— WHAT TO WORK ON —
What lines of the data below hold the string "pixels"? Copy each one.

— DATA UNDER STUDY —
****
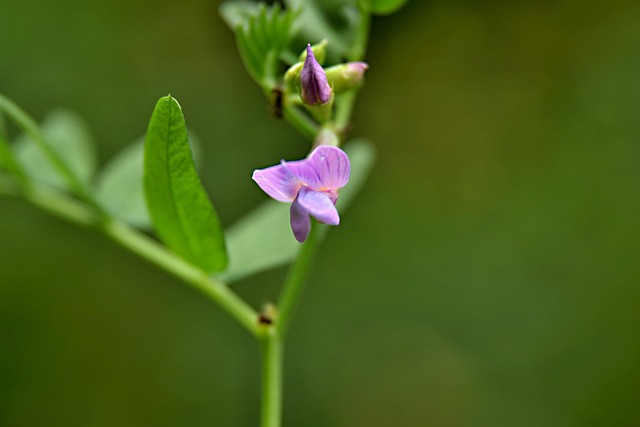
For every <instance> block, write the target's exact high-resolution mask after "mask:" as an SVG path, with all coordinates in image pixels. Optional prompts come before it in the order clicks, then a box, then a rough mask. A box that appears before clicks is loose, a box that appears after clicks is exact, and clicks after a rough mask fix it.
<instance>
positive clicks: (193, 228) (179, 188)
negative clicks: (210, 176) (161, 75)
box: [144, 96, 227, 272]
mask: <svg viewBox="0 0 640 427" xmlns="http://www.w3.org/2000/svg"><path fill="white" fill-rule="evenodd" d="M144 191H145V197H146V200H147V207H148V209H149V214H150V216H151V220H152V222H153V225H154V228H155V230H156V232H157V234H158V236H159V237H160V239H161V240H162V241H163V242H164V243H165V244H166V245H167V246H168V247H169V248H170V249H171V250H173V251H174V252H175V253H177V254H178V255H180V256H181V257H183V258H184V259H185V260H187V261H189V262H191V263H193V264H194V265H196V266H197V267H199V268H201V269H203V270H204V271H207V272H214V271H216V272H217V271H222V270H224V268H225V267H226V265H227V252H226V249H225V242H224V234H223V232H222V227H221V225H220V220H219V219H218V216H217V215H216V212H215V210H214V209H213V206H212V205H211V202H210V200H209V198H208V196H207V193H206V192H205V190H204V188H203V187H202V183H201V182H200V178H199V177H198V173H197V172H196V168H195V165H194V162H193V157H192V155H191V149H190V148H189V139H188V136H187V128H186V126H185V122H184V117H183V115H182V110H181V109H180V105H179V104H178V102H177V101H176V100H175V99H174V98H172V97H171V96H166V97H163V98H160V100H159V101H158V103H157V104H156V108H155V110H154V111H153V115H152V116H151V121H150V122H149V128H148V130H147V138H146V141H145V147H144Z"/></svg>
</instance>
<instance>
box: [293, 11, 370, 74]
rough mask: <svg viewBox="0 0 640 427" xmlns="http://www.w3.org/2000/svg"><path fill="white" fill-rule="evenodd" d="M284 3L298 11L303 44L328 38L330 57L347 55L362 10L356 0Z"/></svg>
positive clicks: (336, 59) (358, 20)
mask: <svg viewBox="0 0 640 427" xmlns="http://www.w3.org/2000/svg"><path fill="white" fill-rule="evenodd" d="M285 4H286V5H287V7H288V8H290V9H293V10H298V11H299V16H298V18H297V21H298V24H299V26H300V33H301V34H300V35H301V38H300V41H301V44H303V45H304V46H306V45H307V43H316V42H319V41H320V40H323V39H327V41H328V43H329V47H330V49H329V53H331V54H333V57H331V55H330V60H331V61H334V62H338V61H337V60H338V59H340V58H344V57H346V56H347V55H348V53H349V52H350V50H351V49H352V45H353V41H354V37H355V28H356V25H357V23H358V22H359V20H360V14H361V12H360V10H359V9H358V7H357V6H356V5H355V1H342V0H340V1H327V0H285Z"/></svg>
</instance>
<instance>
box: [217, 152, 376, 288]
mask: <svg viewBox="0 0 640 427" xmlns="http://www.w3.org/2000/svg"><path fill="white" fill-rule="evenodd" d="M344 151H345V152H346V153H347V154H348V155H349V160H350V162H351V177H350V179H349V183H348V184H347V186H346V187H344V188H342V189H341V190H340V197H339V198H338V203H337V207H338V210H339V211H340V212H341V213H342V212H344V211H345V210H346V208H347V207H348V206H349V204H350V203H351V202H352V201H353V200H354V199H355V197H356V195H357V194H358V192H359V191H360V190H361V189H362V187H363V186H364V184H365V182H366V179H367V177H368V176H369V172H370V171H371V168H372V167H373V163H374V161H375V149H374V147H373V145H372V144H371V143H369V142H367V141H364V140H354V141H351V142H350V143H348V144H347V145H346V146H345V148H344ZM323 228H324V230H323V231H324V232H326V231H327V229H328V228H329V227H328V226H325V227H323ZM227 247H228V250H229V269H228V270H227V271H225V272H224V274H222V275H221V277H220V278H221V279H222V280H224V281H226V282H228V283H231V282H236V281H238V280H240V279H242V278H244V277H248V276H251V275H253V274H256V273H259V272H261V271H264V270H267V269H270V268H275V267H278V266H281V265H285V264H287V263H289V262H290V261H291V260H293V259H294V258H295V256H296V255H297V253H298V249H299V248H300V244H299V243H298V242H297V241H296V240H295V239H294V237H293V234H292V232H291V227H290V225H289V204H287V203H279V202H276V201H273V200H269V201H267V202H265V203H263V204H262V205H260V206H259V207H257V208H256V209H254V210H253V211H251V212H250V213H249V214H247V215H246V216H244V217H243V218H241V219H240V220H238V221H237V222H236V223H235V224H233V226H232V227H230V228H229V229H228V230H227Z"/></svg>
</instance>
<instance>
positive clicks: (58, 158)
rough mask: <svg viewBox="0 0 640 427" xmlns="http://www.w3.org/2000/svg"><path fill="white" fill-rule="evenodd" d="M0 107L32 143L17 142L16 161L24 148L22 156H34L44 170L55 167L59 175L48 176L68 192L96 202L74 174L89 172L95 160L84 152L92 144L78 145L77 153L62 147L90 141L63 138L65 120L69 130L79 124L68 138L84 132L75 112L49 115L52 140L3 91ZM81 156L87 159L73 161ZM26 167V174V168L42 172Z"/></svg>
mask: <svg viewBox="0 0 640 427" xmlns="http://www.w3.org/2000/svg"><path fill="white" fill-rule="evenodd" d="M0 111H1V112H4V113H5V114H6V115H7V117H8V118H10V119H11V120H12V121H13V122H14V123H15V124H16V125H17V126H18V127H19V128H20V129H22V131H23V132H24V133H25V135H26V137H25V139H24V141H27V139H26V138H28V139H30V140H31V141H32V144H33V145H34V147H32V148H20V145H21V144H24V145H25V147H26V146H28V145H31V143H29V142H18V147H17V149H16V151H17V153H16V154H17V156H16V157H17V158H18V160H19V161H22V160H23V159H20V153H19V152H20V150H25V151H26V153H23V154H22V155H24V156H25V157H26V158H25V159H24V160H27V161H31V160H32V159H33V158H35V161H36V162H40V163H39V165H40V166H42V167H43V168H45V171H46V170H47V169H48V170H49V172H51V171H55V172H54V173H55V174H56V175H57V176H58V178H59V179H57V178H52V180H54V181H59V182H62V183H63V184H62V185H63V186H64V187H66V188H68V189H70V190H71V191H72V192H74V193H75V194H77V195H78V196H80V197H81V198H82V199H84V200H85V201H87V202H89V203H90V204H91V205H93V206H96V205H95V202H94V200H93V196H92V195H91V194H90V193H89V192H88V191H87V188H88V187H87V185H86V182H83V181H82V179H81V177H79V176H78V175H77V172H78V171H86V172H87V173H86V175H90V173H91V171H92V170H93V166H95V161H94V162H93V163H91V160H90V158H91V154H88V153H91V152H92V151H93V148H89V147H82V148H80V151H81V152H80V153H79V154H76V153H65V151H68V148H69V145H81V144H89V145H91V144H92V141H91V142H89V141H88V140H84V141H79V140H74V141H71V142H70V143H69V142H68V141H66V139H67V137H66V135H64V134H65V133H66V130H65V129H64V127H65V123H66V125H69V126H71V127H72V131H71V133H73V132H74V130H73V129H75V131H78V129H79V128H83V130H82V131H79V132H78V133H76V135H75V136H72V138H75V137H77V138H79V139H82V138H84V137H86V136H87V133H85V131H86V128H85V127H84V124H79V122H78V120H80V119H79V118H78V117H77V116H75V115H74V114H73V113H63V112H59V113H58V114H56V115H55V116H54V118H50V120H51V124H50V125H49V126H50V129H49V131H48V132H49V133H50V135H49V136H53V139H54V141H53V142H52V141H49V140H48V139H47V138H45V135H44V133H43V132H42V131H41V130H40V128H39V126H38V124H37V123H36V121H35V120H33V119H32V118H31V117H30V116H29V115H28V114H27V113H25V112H24V111H23V110H22V109H21V108H20V107H18V106H17V105H16V104H15V103H14V102H13V101H11V100H10V99H9V98H7V97H5V96H3V95H0ZM56 116H57V117H56ZM72 116H73V117H72ZM72 122H73V123H72ZM61 123H62V124H61ZM36 147H37V148H36ZM71 148H73V147H71ZM37 151H39V153H40V154H29V153H35V152H37ZM82 156H84V157H85V158H84V159H83V160H81V161H89V163H88V164H87V165H77V164H75V163H76V162H77V161H78V160H79V159H80V157H82ZM38 157H39V159H38ZM29 167H30V169H29V170H27V169H26V167H25V170H26V173H27V174H29V172H30V171H31V172H32V174H34V175H35V176H36V177H37V176H40V175H42V172H41V171H39V170H36V168H35V167H32V166H31V165H30V166H29ZM74 168H75V170H74ZM81 174H82V172H81ZM45 177H46V175H45Z"/></svg>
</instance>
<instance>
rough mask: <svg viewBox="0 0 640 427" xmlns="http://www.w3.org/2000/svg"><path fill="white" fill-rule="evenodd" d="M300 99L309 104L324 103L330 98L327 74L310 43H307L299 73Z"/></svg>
mask: <svg viewBox="0 0 640 427" xmlns="http://www.w3.org/2000/svg"><path fill="white" fill-rule="evenodd" d="M300 87H301V89H302V94H301V96H302V100H303V101H304V102H305V103H306V104H309V105H316V104H326V103H327V102H329V100H330V99H331V87H330V86H329V83H327V75H326V74H325V73H324V69H323V68H322V66H320V64H318V61H316V58H315V56H313V50H312V49H311V45H307V58H306V59H305V60H304V66H303V67H302V73H301V74H300Z"/></svg>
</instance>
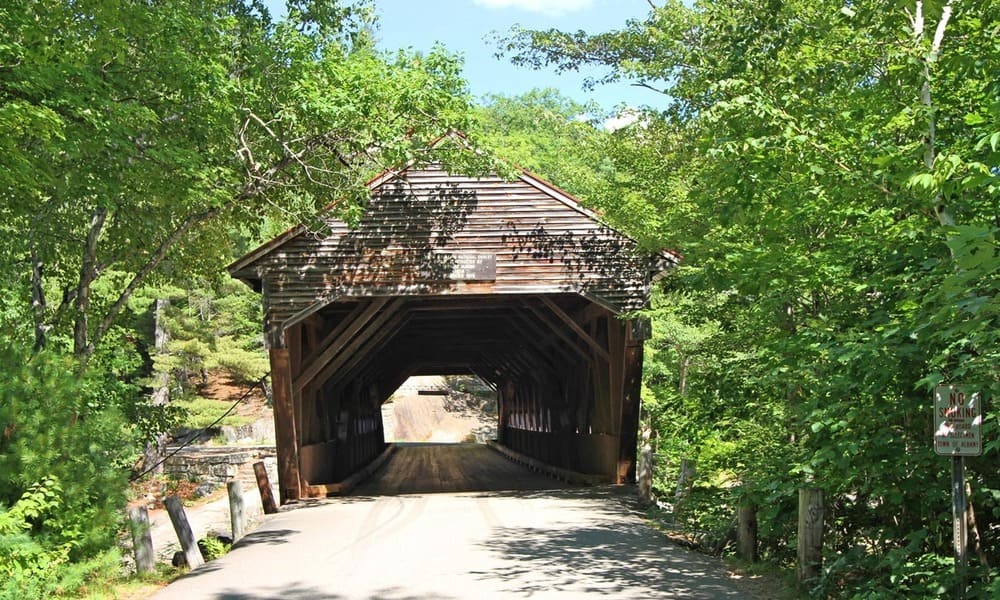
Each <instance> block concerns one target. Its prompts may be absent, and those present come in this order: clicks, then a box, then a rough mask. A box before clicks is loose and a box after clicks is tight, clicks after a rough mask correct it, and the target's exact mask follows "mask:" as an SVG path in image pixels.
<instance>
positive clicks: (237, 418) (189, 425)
mask: <svg viewBox="0 0 1000 600" xmlns="http://www.w3.org/2000/svg"><path fill="white" fill-rule="evenodd" d="M174 404H175V405H176V406H178V407H179V408H181V410H183V411H184V419H183V421H182V425H183V426H185V427H189V428H191V429H201V428H203V427H208V426H209V425H212V423H214V422H215V420H216V419H218V418H219V417H221V416H222V414H223V413H225V412H226V411H227V410H229V407H231V406H232V403H231V402H229V401H223V400H213V399H211V398H202V397H201V396H194V397H191V398H183V399H180V400H175V401H174ZM252 421H253V418H251V417H246V416H242V415H237V414H230V415H229V416H227V417H226V418H225V419H223V420H222V422H221V423H218V424H216V426H222V425H229V426H230V427H239V426H241V425H247V424H249V423H251V422H252Z"/></svg>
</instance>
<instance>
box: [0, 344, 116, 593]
mask: <svg viewBox="0 0 1000 600" xmlns="http://www.w3.org/2000/svg"><path fill="white" fill-rule="evenodd" d="M127 393H128V390H127V389H126V388H125V387H124V386H121V385H117V382H116V381H114V380H113V379H111V378H109V377H108V376H106V375H104V374H102V373H100V372H97V371H91V372H86V371H83V370H82V369H80V368H79V365H78V364H77V363H75V362H74V361H72V360H70V359H68V358H65V357H60V356H57V355H55V354H51V353H46V352H43V353H40V354H36V355H34V356H31V355H30V354H29V353H28V352H26V351H23V350H19V349H11V348H5V349H0V511H2V512H0V536H2V541H0V545H2V547H3V548H2V552H0V557H3V558H2V559H0V573H2V574H4V575H6V576H5V577H2V579H3V580H5V581H4V584H3V593H4V594H5V595H7V596H8V597H19V598H30V597H46V596H51V595H59V594H65V593H72V592H71V590H69V588H71V587H72V586H73V585H76V584H79V585H83V583H84V582H85V581H86V580H87V578H88V577H89V573H91V572H92V571H93V570H95V569H98V570H100V569H103V568H104V567H103V566H101V565H106V564H107V562H108V560H109V559H108V558H107V551H108V549H110V548H113V546H114V541H115V534H116V533H117V530H118V528H119V527H118V526H119V525H120V521H121V518H122V517H121V507H122V506H124V504H125V496H126V490H127V474H128V470H127V466H128V465H129V463H130V460H131V459H132V458H133V457H134V456H135V445H134V444H133V441H134V439H135V430H134V428H133V427H131V426H130V425H129V424H128V423H127V422H126V421H125V419H124V418H123V417H122V413H121V411H120V406H121V405H122V403H123V402H124V401H125V399H126V398H125V395H127ZM3 507H10V508H9V509H6V510H3ZM95 561H96V562H95ZM73 582H76V583H75V584H74V583H73Z"/></svg>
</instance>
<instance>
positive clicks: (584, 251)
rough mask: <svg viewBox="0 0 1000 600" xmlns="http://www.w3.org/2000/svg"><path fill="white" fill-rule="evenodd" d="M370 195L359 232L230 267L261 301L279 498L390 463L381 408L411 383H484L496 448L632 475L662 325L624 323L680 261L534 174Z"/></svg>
mask: <svg viewBox="0 0 1000 600" xmlns="http://www.w3.org/2000/svg"><path fill="white" fill-rule="evenodd" d="M369 188H370V189H371V198H370V203H369V206H368V209H367V212H366V213H365V215H364V216H363V218H362V219H361V222H360V225H359V226H357V227H355V228H353V229H352V228H349V227H348V226H347V225H346V224H344V223H343V222H341V221H339V220H336V219H334V218H332V217H327V218H326V219H325V221H326V223H327V228H325V229H326V231H325V232H324V233H322V234H317V233H315V232H313V231H309V230H307V229H306V228H304V227H299V228H296V229H293V230H291V231H289V232H287V233H285V234H284V235H282V236H279V237H278V238H276V239H274V240H272V241H270V242H268V243H267V244H264V245H263V246H261V247H259V248H257V249H256V250H254V251H253V252H250V253H249V254H247V255H246V256H244V257H243V258H241V259H239V260H238V261H236V262H235V263H233V264H232V265H230V267H229V270H230V272H231V273H232V275H233V276H234V277H237V278H239V279H241V280H243V281H246V282H247V283H249V284H250V285H251V286H253V287H254V288H255V289H257V290H258V291H261V292H263V299H264V324H265V330H266V340H267V344H268V349H269V353H270V360H271V374H272V381H273V389H274V408H275V421H276V426H277V451H278V473H279V480H280V481H279V488H280V491H281V498H282V502H287V501H289V500H294V499H297V498H299V497H303V496H313V495H320V494H323V493H325V490H326V489H327V488H326V487H325V486H324V484H329V483H332V482H336V481H339V480H342V479H343V478H344V477H345V476H347V475H349V474H351V473H352V472H354V471H356V470H358V469H359V468H362V467H363V466H365V465H366V464H368V463H369V462H370V461H372V460H373V459H374V458H376V457H377V456H378V455H379V453H381V451H382V450H383V449H384V447H385V441H384V439H383V431H382V421H381V411H380V406H381V404H382V403H383V402H385V401H386V400H387V399H388V398H389V397H390V396H391V395H392V393H393V392H394V391H395V390H396V388H397V387H398V386H399V385H401V384H402V382H404V381H405V380H406V379H407V378H408V377H410V376H411V375H449V374H470V375H476V376H479V377H480V378H481V379H483V380H484V381H485V382H487V383H488V384H489V385H491V386H492V387H493V388H495V389H496V391H497V399H498V407H499V409H498V410H499V424H498V432H499V438H500V440H499V441H500V443H502V444H504V445H506V446H508V447H510V448H511V449H513V450H516V451H518V452H521V453H523V454H526V455H528V456H531V457H534V458H536V459H538V460H541V461H544V462H547V463H550V464H552V465H554V466H558V467H561V468H565V469H570V470H574V471H579V472H583V473H591V474H600V475H604V476H606V478H607V481H609V482H626V481H632V480H634V477H635V446H636V433H637V427H638V419H639V392H640V381H641V371H642V341H643V339H645V338H646V337H648V325H645V324H644V323H643V322H642V321H639V320H633V319H622V318H620V315H621V314H622V313H624V312H627V311H630V310H634V309H639V308H642V307H643V306H644V305H645V304H646V303H647V301H648V292H649V286H650V281H651V279H652V278H653V277H654V276H655V275H656V274H657V273H659V272H662V271H663V270H664V269H667V268H669V267H670V266H672V265H673V257H671V256H669V255H660V254H655V255H653V256H650V255H647V254H643V253H641V252H639V251H638V249H637V247H636V244H635V242H634V241H632V240H631V239H629V238H627V237H626V236H624V235H622V234H620V233H618V232H616V231H614V230H612V229H611V228H609V227H607V226H606V225H604V224H603V223H602V222H601V221H600V219H599V218H598V216H597V215H596V214H594V213H592V212H591V211H588V210H587V209H585V208H583V207H582V206H581V205H580V204H579V203H578V202H577V201H576V200H575V199H574V198H572V197H571V196H569V195H568V194H566V193H565V192H562V191H560V190H559V189H557V188H555V187H553V186H552V185H551V184H548V183H546V182H544V181H542V180H540V179H539V178H537V177H535V176H533V175H531V174H530V173H527V172H524V173H522V174H521V175H520V177H519V178H517V179H515V180H513V181H505V180H503V179H501V178H499V177H485V178H468V177H464V176H459V175H453V174H449V173H447V172H446V171H445V170H443V169H441V168H434V167H430V168H421V169H406V170H403V171H399V172H386V173H384V174H382V175H381V176H379V177H377V178H375V179H374V180H372V181H371V182H370V184H369Z"/></svg>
****
— ANSWER SPACE —
For every <instance> block, write the target's exact high-resolution mask after "mask:" as an SVG path, with all coordinates in image pixels. Optional prompts come before it in the order clicks, then a box, then a rough mask. A box that appears before clicks is loose, a box that appears after clicks is exact, and clicks after a rough mask fix it.
Each <instance> block concerns one target. Its prompts may be absent, and those present come in this order: clicks, then a box, then a rough mask. A box before clicks is loose and a box after clicks is tight, clicks after a rough mask correct it, and the target's exact mask follows "mask:" as an SVG path in image pixels.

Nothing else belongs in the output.